Exercise objective → Write out the full set of records below exactly.

• • • •

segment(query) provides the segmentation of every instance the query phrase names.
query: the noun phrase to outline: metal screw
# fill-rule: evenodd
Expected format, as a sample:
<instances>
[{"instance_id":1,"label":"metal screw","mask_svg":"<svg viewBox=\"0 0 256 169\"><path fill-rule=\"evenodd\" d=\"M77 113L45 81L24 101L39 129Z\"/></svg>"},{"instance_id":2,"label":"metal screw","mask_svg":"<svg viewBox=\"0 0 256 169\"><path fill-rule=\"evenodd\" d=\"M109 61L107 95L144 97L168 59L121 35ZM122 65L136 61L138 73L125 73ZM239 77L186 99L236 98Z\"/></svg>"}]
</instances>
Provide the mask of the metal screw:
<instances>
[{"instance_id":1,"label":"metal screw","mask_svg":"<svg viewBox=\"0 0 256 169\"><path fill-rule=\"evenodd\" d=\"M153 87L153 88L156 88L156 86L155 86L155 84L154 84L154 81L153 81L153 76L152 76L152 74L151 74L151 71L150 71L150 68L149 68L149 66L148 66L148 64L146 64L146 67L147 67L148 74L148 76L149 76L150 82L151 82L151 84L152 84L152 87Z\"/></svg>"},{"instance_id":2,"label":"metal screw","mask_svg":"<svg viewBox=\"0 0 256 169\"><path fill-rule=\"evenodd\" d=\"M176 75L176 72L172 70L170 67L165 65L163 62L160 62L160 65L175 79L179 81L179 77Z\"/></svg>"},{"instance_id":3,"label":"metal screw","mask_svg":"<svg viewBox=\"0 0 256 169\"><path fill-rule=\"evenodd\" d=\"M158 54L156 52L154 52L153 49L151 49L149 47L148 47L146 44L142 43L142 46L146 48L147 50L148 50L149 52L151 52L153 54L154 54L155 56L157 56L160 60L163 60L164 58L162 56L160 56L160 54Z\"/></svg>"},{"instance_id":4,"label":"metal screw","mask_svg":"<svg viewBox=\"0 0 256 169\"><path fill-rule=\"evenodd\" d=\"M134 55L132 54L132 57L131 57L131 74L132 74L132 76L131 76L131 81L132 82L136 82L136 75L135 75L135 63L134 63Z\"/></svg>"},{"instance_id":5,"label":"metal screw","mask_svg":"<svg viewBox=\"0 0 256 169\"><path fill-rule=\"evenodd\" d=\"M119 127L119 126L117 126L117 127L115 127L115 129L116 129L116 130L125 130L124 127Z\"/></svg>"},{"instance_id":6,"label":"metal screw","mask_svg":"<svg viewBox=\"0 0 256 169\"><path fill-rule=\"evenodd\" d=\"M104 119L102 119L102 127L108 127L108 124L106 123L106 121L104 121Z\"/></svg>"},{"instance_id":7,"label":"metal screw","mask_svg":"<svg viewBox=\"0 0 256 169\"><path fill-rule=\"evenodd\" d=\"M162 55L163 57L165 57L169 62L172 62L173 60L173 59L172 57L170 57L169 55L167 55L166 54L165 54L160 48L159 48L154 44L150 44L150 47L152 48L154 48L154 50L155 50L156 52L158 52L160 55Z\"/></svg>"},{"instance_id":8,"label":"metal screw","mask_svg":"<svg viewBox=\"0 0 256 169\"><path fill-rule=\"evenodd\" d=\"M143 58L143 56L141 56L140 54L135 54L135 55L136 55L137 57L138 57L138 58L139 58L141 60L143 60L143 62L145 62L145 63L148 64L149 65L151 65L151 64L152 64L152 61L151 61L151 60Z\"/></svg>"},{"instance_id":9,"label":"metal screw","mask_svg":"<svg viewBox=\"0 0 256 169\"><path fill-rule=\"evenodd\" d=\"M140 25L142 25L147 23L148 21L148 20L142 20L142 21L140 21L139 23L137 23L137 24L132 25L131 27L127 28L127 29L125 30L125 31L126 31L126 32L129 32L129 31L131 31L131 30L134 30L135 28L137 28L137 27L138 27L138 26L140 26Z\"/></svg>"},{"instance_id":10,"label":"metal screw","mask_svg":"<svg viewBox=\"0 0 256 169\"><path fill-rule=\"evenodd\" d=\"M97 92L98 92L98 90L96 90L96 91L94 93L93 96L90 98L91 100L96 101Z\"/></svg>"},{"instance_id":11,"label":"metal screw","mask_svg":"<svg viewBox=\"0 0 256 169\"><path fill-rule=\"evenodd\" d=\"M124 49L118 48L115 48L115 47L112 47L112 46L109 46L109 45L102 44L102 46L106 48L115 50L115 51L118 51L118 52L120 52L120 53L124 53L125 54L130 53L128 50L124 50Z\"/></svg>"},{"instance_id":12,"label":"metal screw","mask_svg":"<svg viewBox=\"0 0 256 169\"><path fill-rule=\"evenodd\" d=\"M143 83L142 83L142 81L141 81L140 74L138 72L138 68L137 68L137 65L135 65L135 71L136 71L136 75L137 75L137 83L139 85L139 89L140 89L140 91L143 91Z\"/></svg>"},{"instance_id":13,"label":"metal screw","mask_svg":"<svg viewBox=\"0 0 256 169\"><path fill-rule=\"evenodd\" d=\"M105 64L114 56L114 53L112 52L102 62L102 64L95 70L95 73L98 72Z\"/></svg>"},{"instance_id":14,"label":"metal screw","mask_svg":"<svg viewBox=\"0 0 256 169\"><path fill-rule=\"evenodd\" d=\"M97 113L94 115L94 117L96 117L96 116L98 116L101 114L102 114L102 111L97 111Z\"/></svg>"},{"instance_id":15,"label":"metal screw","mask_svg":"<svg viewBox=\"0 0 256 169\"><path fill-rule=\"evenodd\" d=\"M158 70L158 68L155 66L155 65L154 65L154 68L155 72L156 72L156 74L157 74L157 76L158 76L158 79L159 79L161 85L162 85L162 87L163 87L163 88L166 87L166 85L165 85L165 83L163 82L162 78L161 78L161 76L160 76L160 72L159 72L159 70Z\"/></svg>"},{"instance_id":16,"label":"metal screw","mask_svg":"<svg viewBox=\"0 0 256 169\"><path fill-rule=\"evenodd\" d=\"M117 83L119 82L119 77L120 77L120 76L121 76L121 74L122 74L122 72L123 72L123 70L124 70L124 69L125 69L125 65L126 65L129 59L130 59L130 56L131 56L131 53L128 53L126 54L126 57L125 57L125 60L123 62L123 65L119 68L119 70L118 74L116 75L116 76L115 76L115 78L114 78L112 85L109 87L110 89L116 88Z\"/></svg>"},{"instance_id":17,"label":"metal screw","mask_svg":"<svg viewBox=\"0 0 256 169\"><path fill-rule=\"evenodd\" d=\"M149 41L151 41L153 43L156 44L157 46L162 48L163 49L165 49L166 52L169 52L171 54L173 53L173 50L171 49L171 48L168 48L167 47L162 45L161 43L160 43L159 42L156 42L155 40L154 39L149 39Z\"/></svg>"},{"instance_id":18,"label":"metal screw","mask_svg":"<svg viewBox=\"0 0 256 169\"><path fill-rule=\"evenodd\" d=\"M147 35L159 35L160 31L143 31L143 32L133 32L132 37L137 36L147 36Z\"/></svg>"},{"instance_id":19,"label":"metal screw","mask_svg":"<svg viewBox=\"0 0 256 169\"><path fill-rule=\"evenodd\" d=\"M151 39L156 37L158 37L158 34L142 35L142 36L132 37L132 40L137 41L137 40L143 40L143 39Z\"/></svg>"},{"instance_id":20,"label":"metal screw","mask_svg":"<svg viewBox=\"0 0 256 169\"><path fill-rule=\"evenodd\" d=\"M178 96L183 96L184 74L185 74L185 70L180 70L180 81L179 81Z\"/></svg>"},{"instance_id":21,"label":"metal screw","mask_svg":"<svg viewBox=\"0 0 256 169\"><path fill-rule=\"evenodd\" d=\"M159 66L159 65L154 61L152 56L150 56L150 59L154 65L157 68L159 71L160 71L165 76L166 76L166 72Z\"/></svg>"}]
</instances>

• • • •

Response to this task →
segment(query) provides the segmentation of every instance the query phrase names.
query: the noun phrase to outline: metal screw
# fill-rule: evenodd
Expected format, as a sample:
<instances>
[{"instance_id":1,"label":"metal screw","mask_svg":"<svg viewBox=\"0 0 256 169\"><path fill-rule=\"evenodd\" d=\"M77 113L45 81L24 101L39 129Z\"/></svg>"},{"instance_id":2,"label":"metal screw","mask_svg":"<svg viewBox=\"0 0 256 169\"><path fill-rule=\"evenodd\" d=\"M109 61L107 95L144 97L168 59L121 35ZM122 65L136 61L138 73L125 73ZM239 77L186 99L236 98Z\"/></svg>"}]
</instances>
Provide the mask of the metal screw:
<instances>
[{"instance_id":1,"label":"metal screw","mask_svg":"<svg viewBox=\"0 0 256 169\"><path fill-rule=\"evenodd\" d=\"M153 87L153 88L156 88L156 86L155 86L155 84L154 84L154 81L153 81L153 76L152 76L152 74L151 74L151 71L150 71L150 68L149 68L149 66L148 66L148 64L146 64L146 67L147 67L148 74L148 76L149 76L150 82L151 82L151 84L152 84L152 87Z\"/></svg>"},{"instance_id":2,"label":"metal screw","mask_svg":"<svg viewBox=\"0 0 256 169\"><path fill-rule=\"evenodd\" d=\"M176 75L176 72L172 70L170 67L165 65L163 62L160 62L160 65L175 79L179 81L179 77Z\"/></svg>"},{"instance_id":3,"label":"metal screw","mask_svg":"<svg viewBox=\"0 0 256 169\"><path fill-rule=\"evenodd\" d=\"M158 54L156 52L154 52L153 49L151 49L149 47L148 47L146 44L142 43L142 46L146 48L147 50L148 50L149 52L151 52L153 54L154 54L155 56L157 56L160 60L163 60L164 58L162 56L160 56L160 54Z\"/></svg>"},{"instance_id":4,"label":"metal screw","mask_svg":"<svg viewBox=\"0 0 256 169\"><path fill-rule=\"evenodd\" d=\"M134 55L132 54L132 57L131 57L131 74L132 74L132 76L131 76L131 81L132 82L136 82L136 75L135 75L135 63L134 63Z\"/></svg>"},{"instance_id":5,"label":"metal screw","mask_svg":"<svg viewBox=\"0 0 256 169\"><path fill-rule=\"evenodd\" d=\"M119 127L119 126L117 126L117 127L115 127L115 129L116 129L116 130L125 130L124 127Z\"/></svg>"},{"instance_id":6,"label":"metal screw","mask_svg":"<svg viewBox=\"0 0 256 169\"><path fill-rule=\"evenodd\" d=\"M104 119L102 119L102 127L108 127L108 124L106 123L106 121L104 121Z\"/></svg>"},{"instance_id":7,"label":"metal screw","mask_svg":"<svg viewBox=\"0 0 256 169\"><path fill-rule=\"evenodd\" d=\"M162 55L163 57L165 57L169 62L172 62L173 60L173 59L172 57L170 57L169 55L167 55L166 54L165 54L160 48L159 48L154 44L150 44L150 47L152 48L154 48L154 50L155 50L156 52L158 52L160 55Z\"/></svg>"},{"instance_id":8,"label":"metal screw","mask_svg":"<svg viewBox=\"0 0 256 169\"><path fill-rule=\"evenodd\" d=\"M143 58L143 56L141 56L140 54L135 54L135 55L136 55L137 57L138 57L138 58L139 58L141 60L143 60L143 62L145 62L145 63L148 64L149 65L151 65L151 64L152 64L152 61L151 61L151 60Z\"/></svg>"},{"instance_id":9,"label":"metal screw","mask_svg":"<svg viewBox=\"0 0 256 169\"><path fill-rule=\"evenodd\" d=\"M140 25L142 25L147 23L148 21L148 20L142 20L142 21L140 21L139 23L137 23L137 24L132 25L131 27L127 28L127 29L125 30L125 31L126 31L126 32L129 32L129 31L131 31L131 30L134 30L135 28L137 28L137 27L138 27L138 26L140 26Z\"/></svg>"},{"instance_id":10,"label":"metal screw","mask_svg":"<svg viewBox=\"0 0 256 169\"><path fill-rule=\"evenodd\" d=\"M97 92L98 92L98 90L96 90L96 91L94 93L93 96L90 98L91 100L96 101Z\"/></svg>"},{"instance_id":11,"label":"metal screw","mask_svg":"<svg viewBox=\"0 0 256 169\"><path fill-rule=\"evenodd\" d=\"M124 49L118 48L115 48L115 47L112 47L112 46L109 46L109 45L102 44L102 46L106 48L115 50L115 51L118 51L118 52L120 52L120 53L124 53L125 54L130 53L128 50L124 50Z\"/></svg>"},{"instance_id":12,"label":"metal screw","mask_svg":"<svg viewBox=\"0 0 256 169\"><path fill-rule=\"evenodd\" d=\"M143 83L142 83L142 81L141 81L140 74L138 72L138 68L137 68L137 65L135 65L135 71L136 71L136 75L137 75L137 83L139 85L139 89L140 89L140 91L143 91Z\"/></svg>"},{"instance_id":13,"label":"metal screw","mask_svg":"<svg viewBox=\"0 0 256 169\"><path fill-rule=\"evenodd\" d=\"M105 64L114 56L114 53L112 52L102 62L102 64L95 70L95 73L98 72Z\"/></svg>"},{"instance_id":14,"label":"metal screw","mask_svg":"<svg viewBox=\"0 0 256 169\"><path fill-rule=\"evenodd\" d=\"M97 113L94 115L94 117L96 117L96 116L98 116L101 114L102 114L102 111L97 111Z\"/></svg>"},{"instance_id":15,"label":"metal screw","mask_svg":"<svg viewBox=\"0 0 256 169\"><path fill-rule=\"evenodd\" d=\"M158 70L158 68L155 66L155 65L154 65L154 68L155 72L156 72L156 74L157 74L157 76L158 76L158 79L159 79L161 85L162 85L162 87L163 87L163 88L166 87L166 85L165 85L165 83L163 82L162 78L161 78L161 76L160 76L160 72L159 72L159 70Z\"/></svg>"},{"instance_id":16,"label":"metal screw","mask_svg":"<svg viewBox=\"0 0 256 169\"><path fill-rule=\"evenodd\" d=\"M117 83L119 82L119 77L120 77L120 76L121 76L121 74L122 74L122 72L123 72L123 70L124 70L124 69L125 69L125 65L126 65L129 59L130 59L130 56L131 56L131 53L128 53L126 54L126 57L125 57L125 60L123 62L123 65L119 68L119 70L118 74L116 75L116 76L115 76L115 78L114 78L112 85L109 87L110 89L116 88Z\"/></svg>"},{"instance_id":17,"label":"metal screw","mask_svg":"<svg viewBox=\"0 0 256 169\"><path fill-rule=\"evenodd\" d=\"M149 41L151 41L153 43L156 44L157 46L162 48L163 49L165 49L166 52L169 52L171 54L173 53L173 50L171 49L171 48L168 48L167 47L162 45L161 43L160 43L159 42L156 42L155 40L154 39L149 39Z\"/></svg>"},{"instance_id":18,"label":"metal screw","mask_svg":"<svg viewBox=\"0 0 256 169\"><path fill-rule=\"evenodd\" d=\"M147 35L159 35L160 31L143 31L143 32L133 32L132 37L137 36L147 36Z\"/></svg>"},{"instance_id":19,"label":"metal screw","mask_svg":"<svg viewBox=\"0 0 256 169\"><path fill-rule=\"evenodd\" d=\"M151 39L156 37L158 37L158 34L142 35L142 36L132 37L132 40L137 41L137 40L143 40L143 39Z\"/></svg>"},{"instance_id":20,"label":"metal screw","mask_svg":"<svg viewBox=\"0 0 256 169\"><path fill-rule=\"evenodd\" d=\"M178 96L183 96L184 74L185 74L185 70L180 70L180 81L179 81Z\"/></svg>"},{"instance_id":21,"label":"metal screw","mask_svg":"<svg viewBox=\"0 0 256 169\"><path fill-rule=\"evenodd\" d=\"M159 66L159 65L154 61L152 56L150 56L150 59L154 65L157 68L159 71L160 71L165 76L166 76L166 72Z\"/></svg>"}]
</instances>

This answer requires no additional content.